• _INSTRUCTION_
Could you copy, word for word, only the lines from the one containing "Q: For each instance of the multi-pane" through the last line of the records below, both included?

-------- RAW DATA

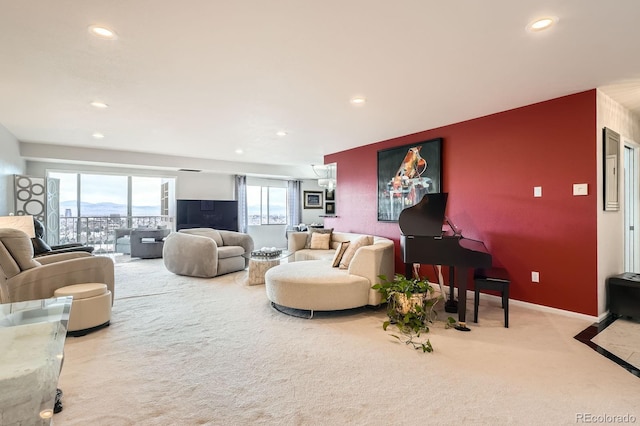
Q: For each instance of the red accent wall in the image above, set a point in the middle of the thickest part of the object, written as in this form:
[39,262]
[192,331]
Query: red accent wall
[490,166]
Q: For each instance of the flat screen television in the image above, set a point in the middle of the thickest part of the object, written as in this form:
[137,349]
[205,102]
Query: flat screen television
[216,214]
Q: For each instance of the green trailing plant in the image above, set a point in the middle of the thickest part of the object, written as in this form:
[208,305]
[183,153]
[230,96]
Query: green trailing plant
[410,307]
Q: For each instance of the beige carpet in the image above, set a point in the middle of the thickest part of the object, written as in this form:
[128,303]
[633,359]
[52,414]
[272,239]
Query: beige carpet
[186,351]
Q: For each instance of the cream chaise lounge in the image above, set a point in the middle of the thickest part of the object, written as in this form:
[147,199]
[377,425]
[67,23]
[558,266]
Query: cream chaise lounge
[311,282]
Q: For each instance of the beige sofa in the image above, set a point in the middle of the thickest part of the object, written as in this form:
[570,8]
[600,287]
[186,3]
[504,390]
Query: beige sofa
[24,278]
[206,252]
[310,282]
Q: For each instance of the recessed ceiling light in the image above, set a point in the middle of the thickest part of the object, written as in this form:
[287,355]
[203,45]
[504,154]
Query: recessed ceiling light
[102,32]
[358,100]
[542,23]
[100,105]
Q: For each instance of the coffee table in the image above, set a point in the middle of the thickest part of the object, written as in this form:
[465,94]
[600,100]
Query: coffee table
[32,336]
[259,265]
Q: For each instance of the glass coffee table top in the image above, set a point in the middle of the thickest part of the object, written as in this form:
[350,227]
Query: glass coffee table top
[32,336]
[267,258]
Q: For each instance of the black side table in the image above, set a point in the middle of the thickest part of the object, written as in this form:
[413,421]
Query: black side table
[623,294]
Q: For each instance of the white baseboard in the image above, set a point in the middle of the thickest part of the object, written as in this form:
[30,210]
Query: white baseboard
[533,306]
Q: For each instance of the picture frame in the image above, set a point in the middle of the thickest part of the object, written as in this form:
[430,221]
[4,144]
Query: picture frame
[330,208]
[330,194]
[405,174]
[312,199]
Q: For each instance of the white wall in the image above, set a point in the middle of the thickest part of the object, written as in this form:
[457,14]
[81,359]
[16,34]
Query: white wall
[10,164]
[611,224]
[190,185]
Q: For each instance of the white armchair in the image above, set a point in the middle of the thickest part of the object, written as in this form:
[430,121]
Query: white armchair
[206,252]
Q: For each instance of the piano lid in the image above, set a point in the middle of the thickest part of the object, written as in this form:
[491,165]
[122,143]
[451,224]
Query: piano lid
[425,218]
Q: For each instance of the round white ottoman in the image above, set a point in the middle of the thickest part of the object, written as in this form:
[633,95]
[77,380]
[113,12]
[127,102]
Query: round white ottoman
[314,285]
[90,309]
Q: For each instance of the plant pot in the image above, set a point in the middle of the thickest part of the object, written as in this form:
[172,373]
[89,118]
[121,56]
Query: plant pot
[404,305]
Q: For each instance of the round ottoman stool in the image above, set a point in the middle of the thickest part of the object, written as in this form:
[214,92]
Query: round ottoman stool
[313,285]
[90,309]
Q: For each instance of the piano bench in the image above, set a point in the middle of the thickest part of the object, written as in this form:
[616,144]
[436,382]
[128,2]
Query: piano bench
[496,279]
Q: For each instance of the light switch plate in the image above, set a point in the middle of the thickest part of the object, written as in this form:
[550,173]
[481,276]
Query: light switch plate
[580,189]
[537,191]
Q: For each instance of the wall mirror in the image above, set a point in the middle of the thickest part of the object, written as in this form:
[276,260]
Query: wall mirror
[611,167]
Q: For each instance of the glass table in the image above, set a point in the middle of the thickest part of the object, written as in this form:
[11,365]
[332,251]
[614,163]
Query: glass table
[32,336]
[260,264]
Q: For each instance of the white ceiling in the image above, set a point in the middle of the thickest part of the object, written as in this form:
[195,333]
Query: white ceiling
[202,78]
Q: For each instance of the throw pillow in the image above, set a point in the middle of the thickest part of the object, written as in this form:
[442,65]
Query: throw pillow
[365,240]
[316,230]
[320,241]
[342,247]
[39,246]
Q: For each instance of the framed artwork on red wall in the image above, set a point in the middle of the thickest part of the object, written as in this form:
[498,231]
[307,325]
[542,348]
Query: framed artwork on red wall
[405,174]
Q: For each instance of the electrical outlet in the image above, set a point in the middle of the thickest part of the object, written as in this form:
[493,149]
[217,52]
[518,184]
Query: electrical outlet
[537,191]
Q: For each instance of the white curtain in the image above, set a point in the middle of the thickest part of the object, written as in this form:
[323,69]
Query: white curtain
[294,194]
[241,196]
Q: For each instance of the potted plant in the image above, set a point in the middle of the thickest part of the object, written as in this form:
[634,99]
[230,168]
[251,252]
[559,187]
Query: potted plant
[410,303]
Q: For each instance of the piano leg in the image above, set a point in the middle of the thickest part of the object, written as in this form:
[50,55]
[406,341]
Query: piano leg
[451,305]
[461,280]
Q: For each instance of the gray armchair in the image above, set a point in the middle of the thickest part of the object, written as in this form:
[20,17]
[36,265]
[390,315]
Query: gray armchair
[206,252]
[24,278]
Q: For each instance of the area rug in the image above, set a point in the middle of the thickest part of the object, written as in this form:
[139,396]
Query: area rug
[621,339]
[188,351]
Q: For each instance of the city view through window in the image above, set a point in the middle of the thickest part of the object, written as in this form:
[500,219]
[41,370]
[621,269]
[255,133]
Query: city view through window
[92,206]
[266,205]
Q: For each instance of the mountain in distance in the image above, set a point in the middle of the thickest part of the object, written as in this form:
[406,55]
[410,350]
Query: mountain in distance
[107,209]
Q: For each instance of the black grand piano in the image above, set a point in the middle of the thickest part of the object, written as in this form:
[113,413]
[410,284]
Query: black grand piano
[423,241]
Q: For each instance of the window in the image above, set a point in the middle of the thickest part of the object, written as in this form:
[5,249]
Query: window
[266,205]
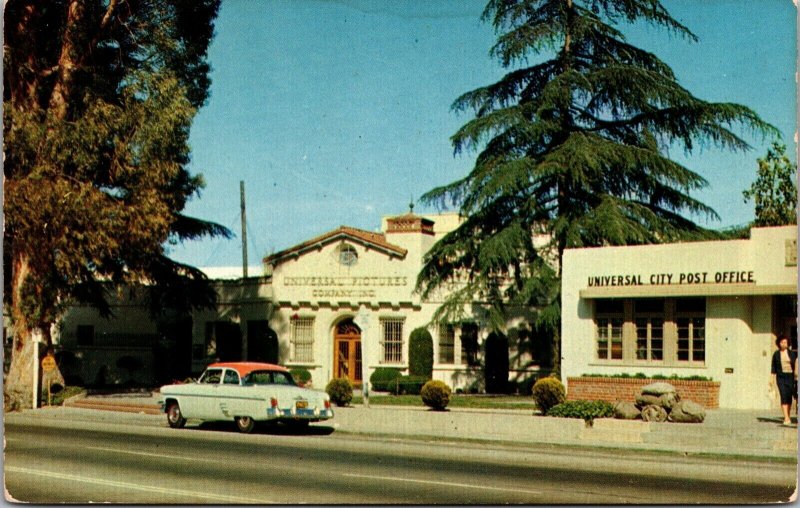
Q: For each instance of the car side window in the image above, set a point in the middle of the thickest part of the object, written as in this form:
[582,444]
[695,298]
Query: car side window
[231,377]
[281,378]
[211,376]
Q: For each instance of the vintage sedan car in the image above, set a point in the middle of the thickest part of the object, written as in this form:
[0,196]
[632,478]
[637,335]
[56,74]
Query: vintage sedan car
[246,392]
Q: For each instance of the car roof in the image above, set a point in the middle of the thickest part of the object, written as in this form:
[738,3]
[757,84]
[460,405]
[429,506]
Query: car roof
[245,368]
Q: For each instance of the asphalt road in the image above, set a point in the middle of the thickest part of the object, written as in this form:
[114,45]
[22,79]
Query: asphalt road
[54,457]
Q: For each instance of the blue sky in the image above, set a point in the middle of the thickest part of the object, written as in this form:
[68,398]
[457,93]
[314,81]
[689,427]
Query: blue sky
[338,112]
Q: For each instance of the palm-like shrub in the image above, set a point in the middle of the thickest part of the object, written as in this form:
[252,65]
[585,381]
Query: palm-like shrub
[435,394]
[548,392]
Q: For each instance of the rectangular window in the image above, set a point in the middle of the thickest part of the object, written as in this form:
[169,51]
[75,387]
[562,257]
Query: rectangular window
[469,344]
[392,334]
[302,340]
[447,341]
[85,335]
[609,317]
[649,319]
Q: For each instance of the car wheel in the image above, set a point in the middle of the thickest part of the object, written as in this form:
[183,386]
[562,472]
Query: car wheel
[245,424]
[174,416]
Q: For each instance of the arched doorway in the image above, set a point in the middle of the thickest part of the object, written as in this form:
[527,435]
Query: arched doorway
[347,351]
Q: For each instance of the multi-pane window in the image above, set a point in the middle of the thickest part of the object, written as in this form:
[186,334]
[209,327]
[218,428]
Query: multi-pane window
[690,314]
[609,319]
[447,341]
[302,340]
[658,330]
[649,318]
[392,333]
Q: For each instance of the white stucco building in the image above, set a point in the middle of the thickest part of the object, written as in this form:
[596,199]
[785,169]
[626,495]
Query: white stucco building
[702,308]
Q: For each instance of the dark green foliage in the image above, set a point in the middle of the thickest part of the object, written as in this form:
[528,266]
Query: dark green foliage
[420,353]
[340,390]
[585,409]
[571,143]
[496,363]
[435,394]
[382,377]
[548,392]
[301,376]
[775,189]
[407,385]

----------------

• _OUTPUT FOR THIS EXERCISE_
Q: For each instance of the multi-pane window in the image above, set a point in the middle of the thickest part of the object, written as in this form:
[186,334]
[209,327]
[218,428]
Query: multi-pane window
[690,314]
[609,319]
[447,341]
[302,340]
[658,330]
[649,318]
[392,333]
Q: For each instance of the white stucco building in the image above, set a point in the middle of the thickest part of the object, written as in this form:
[596,199]
[785,169]
[626,495]
Query: white stucco building
[702,308]
Q: For each instance of the dark green foliage in the image above, set a point in the middle of the thickest part of the object, written as in this form:
[528,266]
Query: dark green foliage
[420,353]
[340,390]
[585,409]
[571,143]
[496,363]
[435,394]
[382,377]
[548,392]
[301,376]
[775,189]
[407,385]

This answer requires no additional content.